• [Excerpted text]:
◇ ◇ ◇ ◇

# End-to-End Data Population Tutorial

This notebook demonstrates the complete workflow for loading, processing, and populating data into a database using our custom utility classes.

**The workflow consists of three main steps:**
1.  **Load**: Read data from a source file using `SmartAutoDataLoader`.
2.  **Process**: Clean and standardize the loaded data using `DataProcessor`.
3.  **Populate**: Connect to a database and insert the processed data using `db_connector`.

We will populate the same data into two different databases, NeonDB and AWS LayeredDB, to show the flexibility of the connector.

## Setup and Imports

First, we import the necessary classes and libraries.

In [32]:
import pandas as pd
import os

# Add project root to sys.path for imports if running from examples/ or project root
import sys
project_root = os.path.abspath(os.path.join(os.getcwd(), '..'))
if project_root not in sys.path:
    sys.path.insert(0, project_root)

try:
    from db_population_utils.data_loader.smart_auto_data_loader import SmartAutoDataLoader
    from db_population_utils.data_processor.data_processor import DataProcessor
    from db_population_utils.db_connector.smart_db_connector_enhanced_V3 import db_connector
except ModuleNotFoundError:
    # Fallback: try relative imports if running from project root
    from data_loader.smart_auto_data_loader import SmartAutoDataLoader
    from data_processor.data_processor import DataProcessor
    from db_connector.smart_db_connector_enhanced_V3 import db_connector

# Define the path to our sample data file (always relative to project root)
project_data_dir = os.path.join(project_root, 'data')
file_path = os.path.join(project_data_dir, 'tutorial_customers.csv')

print(f"Ready to process file: {file_path}")

◇ ◇ ◇ ◇

Data records
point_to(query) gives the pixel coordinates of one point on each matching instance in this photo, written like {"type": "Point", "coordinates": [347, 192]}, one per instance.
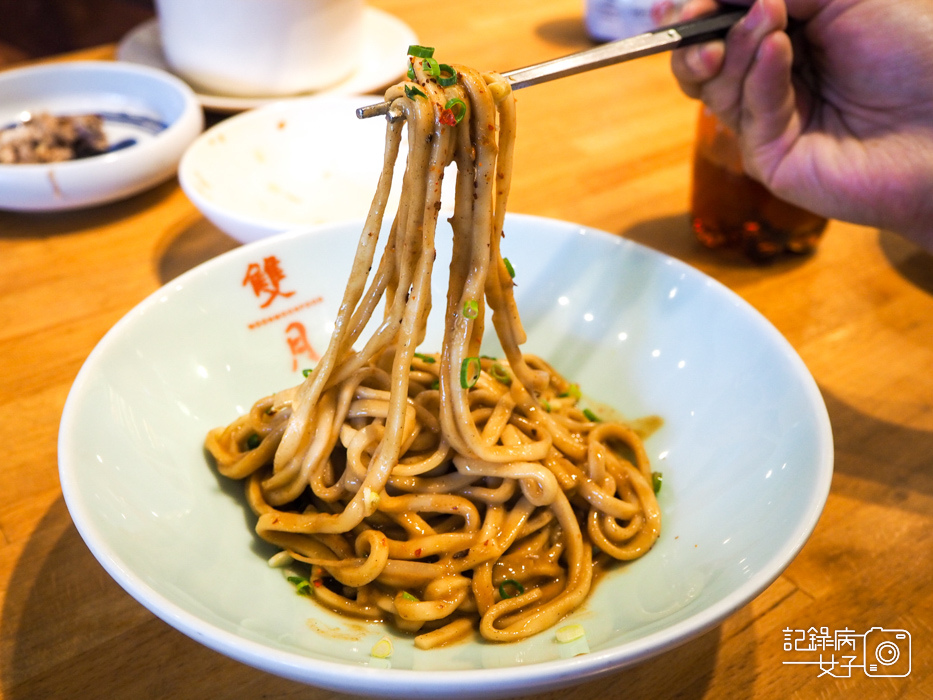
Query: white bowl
{"type": "Point", "coordinates": [288, 165]}
{"type": "Point", "coordinates": [155, 109]}
{"type": "Point", "coordinates": [745, 449]}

◇ ◇ ◇ ◇

• [Set problem]: Why does the data population tutorial put the same data into two different databases? Answer in one to three sentences.

• [Written reply]: The same data goes into both NeonDB and AWS LayeredDB to show the flexibility of the connector.